_Задание 1_. Можете кратко изложить в виде списка основные сведения абзаца из отрывка о греческом романе ниже, который начинается словами «До нас дошли пять греческих романов»?

_Текст для чтения_.

Другой областью, в которой вторая софистика не ограничилась стилизаторством, а послужила толчком к созданию новых литературных ценностей, был роман (или, по греческому термину, «любовная повесть»). Было время, когда считалось, что само создание этого жанра — заслуга второй софистики. Папирусные находки показали, что это не так: мы видели, что первые фрагменты греческих романов восходят еще к III—II вв. до н. э. Там, в эллинистической культуре, с ее чувством раздвинувшегося географического пространства и с ее культом частной жизни и эротики, впервые появляется то сочетание тем, которое дает топику греческого романа: верная любовь и дальние странствия. Первоначально разработка этих тем осуществлялась в жанрах эллинистической беллетризованной истории и географии, обособление происходило постепенно. Влияния других жанров притекали широким потоком: влияние эпоса сказывалось на изображении странствий, трагедии — на перипетиях любви, комедии — на типизации действующих лиц и т. п. Влияние риторики было одним из самых важных: во-первых, стилистический опыт риторики позволил отделать язык и слог романа в соответствии с требованиями «высокой литературы», во-вторых, психологический опыт риторики с ее этопеей и техникой убедительности позволил придать эффектную выразительность изображению чувства. Поэтому именно в эпоху господства второй софистики роман перестает быть только массовым развлекательным чтением, как до сих пор, и начинает приближаться к традиционному кругу «высокой литературы»; поэтому только от II—III вв. мы располагаем не разрозненными папирусными фрагментами, а первыми полностью сохранившимися греческими романами.
До нас дошли пять греческих романов этого времени: «Херей и Каллироя» Харитона в 8 книгах, «Эфесская повесть» («Габроком и Антия») Ксенофонта Эфесского в 5 книгах (начало II в.); «Левкиппа и Клитофонт» Ахилла Татия в 8 книгах и «Дафнис и Хлоя» Лонга в 4 книгах (конец II в.); «Эфиопика» («Феаген и Хариклия») Гелиодора в 10 книгах (первая половина III в.). Кроме того, в латинском переводе сохранился роман «История Аполлония Тирского», а в кратком византийском пересказе — романы «Вавилонская повесть» Ямвлиха и «Невероятные приключения по ту сторону Фулы» Антония Диогена.
Все они, за исключением лишь романа-путешествия Антония Диогена и — отчасти — «Дафниса и Хлои» и «Аполлония Тирского», построены по одной и той же сюжетной схеме. Юноша и девушка необычайной красоты и благородства воспламеняются взаимной любовью с первого взгляда, но судьба разлучает их; в разлуке они претерпевают множество несчастий, из которых каждое грозит их целомудрию и верности; на разные лады чередуются похищения, кораблекрушения, плен у разбойников, продажа в рабство, угроза казни, мнимая смерть, неожиданное спасение и пр.; наконец они встречаются, узнают друг друга и обретают долгожданное счастье. Каждый из этих мотивов может бесконечно варьироваться: например, мнимая смерть у Харитона — это обморок, в «Аполлонии Тирском» — летаргический сон, у Ксенофонта — результат нарочно принятого снотворного, у Ямвлиха — результат неправильного опознания трупа, у Ахилла Татия — целый спектакль человеческого жертвоприношения, разыгранный, чтобы обмануть разбойников.

Записи из набора данных:
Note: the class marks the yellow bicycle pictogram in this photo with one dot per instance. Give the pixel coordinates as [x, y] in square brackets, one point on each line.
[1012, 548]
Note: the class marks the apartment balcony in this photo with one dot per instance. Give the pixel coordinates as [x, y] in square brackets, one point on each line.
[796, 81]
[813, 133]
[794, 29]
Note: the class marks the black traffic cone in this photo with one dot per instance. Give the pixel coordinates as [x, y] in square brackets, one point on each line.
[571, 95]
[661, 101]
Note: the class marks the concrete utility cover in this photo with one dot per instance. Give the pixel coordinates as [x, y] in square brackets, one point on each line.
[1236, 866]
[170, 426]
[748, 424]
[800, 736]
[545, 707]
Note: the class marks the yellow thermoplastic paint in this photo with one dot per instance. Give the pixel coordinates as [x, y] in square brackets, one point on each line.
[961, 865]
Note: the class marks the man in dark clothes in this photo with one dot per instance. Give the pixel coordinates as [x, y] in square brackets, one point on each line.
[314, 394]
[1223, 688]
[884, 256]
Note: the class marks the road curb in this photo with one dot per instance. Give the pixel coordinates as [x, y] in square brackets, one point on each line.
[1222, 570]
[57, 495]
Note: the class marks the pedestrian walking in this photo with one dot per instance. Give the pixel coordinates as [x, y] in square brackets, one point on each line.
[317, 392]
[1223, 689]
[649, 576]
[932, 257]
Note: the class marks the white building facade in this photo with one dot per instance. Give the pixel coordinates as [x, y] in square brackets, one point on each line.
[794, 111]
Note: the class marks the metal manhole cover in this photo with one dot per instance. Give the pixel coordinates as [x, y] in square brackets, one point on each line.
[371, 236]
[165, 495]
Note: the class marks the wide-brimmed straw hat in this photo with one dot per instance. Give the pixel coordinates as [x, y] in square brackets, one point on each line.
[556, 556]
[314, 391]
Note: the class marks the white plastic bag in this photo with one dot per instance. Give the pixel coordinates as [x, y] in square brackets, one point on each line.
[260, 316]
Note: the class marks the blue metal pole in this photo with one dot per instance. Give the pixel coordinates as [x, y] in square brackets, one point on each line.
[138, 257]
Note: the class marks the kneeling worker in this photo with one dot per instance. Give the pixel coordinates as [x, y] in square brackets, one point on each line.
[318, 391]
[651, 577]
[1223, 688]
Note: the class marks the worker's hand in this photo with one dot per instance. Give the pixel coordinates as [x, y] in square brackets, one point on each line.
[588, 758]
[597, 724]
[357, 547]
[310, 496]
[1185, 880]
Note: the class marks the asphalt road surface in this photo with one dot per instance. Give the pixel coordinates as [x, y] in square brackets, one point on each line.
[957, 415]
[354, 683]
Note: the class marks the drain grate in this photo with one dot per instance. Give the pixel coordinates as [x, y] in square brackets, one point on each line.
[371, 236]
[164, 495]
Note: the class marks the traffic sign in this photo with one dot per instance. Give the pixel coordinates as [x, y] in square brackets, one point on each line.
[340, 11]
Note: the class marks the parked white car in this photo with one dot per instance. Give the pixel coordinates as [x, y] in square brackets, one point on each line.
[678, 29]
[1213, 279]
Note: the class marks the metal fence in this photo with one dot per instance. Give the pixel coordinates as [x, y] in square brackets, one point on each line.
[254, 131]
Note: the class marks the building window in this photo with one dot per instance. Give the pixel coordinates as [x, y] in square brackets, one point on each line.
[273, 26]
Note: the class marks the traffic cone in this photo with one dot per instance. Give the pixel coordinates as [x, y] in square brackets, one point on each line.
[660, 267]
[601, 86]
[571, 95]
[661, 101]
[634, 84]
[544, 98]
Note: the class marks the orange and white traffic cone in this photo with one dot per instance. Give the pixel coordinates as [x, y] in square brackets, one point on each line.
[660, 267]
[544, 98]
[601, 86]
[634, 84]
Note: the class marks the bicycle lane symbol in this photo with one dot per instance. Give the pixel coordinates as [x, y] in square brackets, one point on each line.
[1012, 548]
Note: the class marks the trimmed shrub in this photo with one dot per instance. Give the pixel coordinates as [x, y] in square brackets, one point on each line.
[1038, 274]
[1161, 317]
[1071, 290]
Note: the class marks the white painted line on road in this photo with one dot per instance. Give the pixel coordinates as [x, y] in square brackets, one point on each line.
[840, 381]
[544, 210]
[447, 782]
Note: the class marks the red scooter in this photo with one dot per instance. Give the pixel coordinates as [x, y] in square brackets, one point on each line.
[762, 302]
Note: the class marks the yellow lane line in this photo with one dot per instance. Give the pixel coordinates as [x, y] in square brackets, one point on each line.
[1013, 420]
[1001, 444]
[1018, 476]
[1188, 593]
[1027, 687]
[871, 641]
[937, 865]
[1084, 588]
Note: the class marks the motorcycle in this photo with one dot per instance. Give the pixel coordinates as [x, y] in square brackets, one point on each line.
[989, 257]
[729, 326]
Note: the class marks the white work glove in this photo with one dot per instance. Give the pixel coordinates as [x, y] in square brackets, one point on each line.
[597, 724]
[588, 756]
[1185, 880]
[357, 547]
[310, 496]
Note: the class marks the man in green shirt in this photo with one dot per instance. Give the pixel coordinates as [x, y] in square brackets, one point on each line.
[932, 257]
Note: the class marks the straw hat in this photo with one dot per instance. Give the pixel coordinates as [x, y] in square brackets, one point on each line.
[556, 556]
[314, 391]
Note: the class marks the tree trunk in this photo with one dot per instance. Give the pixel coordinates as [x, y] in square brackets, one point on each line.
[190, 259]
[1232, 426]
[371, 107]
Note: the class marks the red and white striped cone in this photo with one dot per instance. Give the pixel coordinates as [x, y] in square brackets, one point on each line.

_Задание 2_. Можете воспроизвести без изменений фрагмент записей, который открывается строкой, содержащей «Note: the class marks the yellow lane», и закрывается строкой, содержащей «[1084, 588]», включая обе эти строки?

_Ожидаемый ответ 1_.
Пять дошедших греческих романов этого времени:
- «Херей и Каллироя» Харитона, 8 книг, и «Эфесская повесть» («Габроком и Антия») Ксенофонта Эфесского, 5 книг (начало II в.);
- «Левкиппа и Клитофонт» Ахилла Татия, 8 книг, и «Дафнис и Хлоя» Лонга, 4 книги (конец II в.);
- «Эфиопика» («Феаген и Хариклия») Гелиодора, 10 книг (первая половина III в.).

Кроме того, сохранились:
- в латинском переводе: «История Аполлония Тирского»;
- в кратком византийском пересказе: «Вавилонская повесть» Ямвлиха и «Невероятные приключения по ту сторону Фулы» Антония Диогена.

_Ожидаемый ответ 2_.
Note: the class marks the yellow lane line in this photo with one dot per instance. Give the pixel coordinates as [x, y] in square brackets, one point on each line.
[1013, 420]
[1001, 444]
[1018, 476]
[1188, 593]
[1027, 687]
[871, 641]
[937, 865]
[1084, 588]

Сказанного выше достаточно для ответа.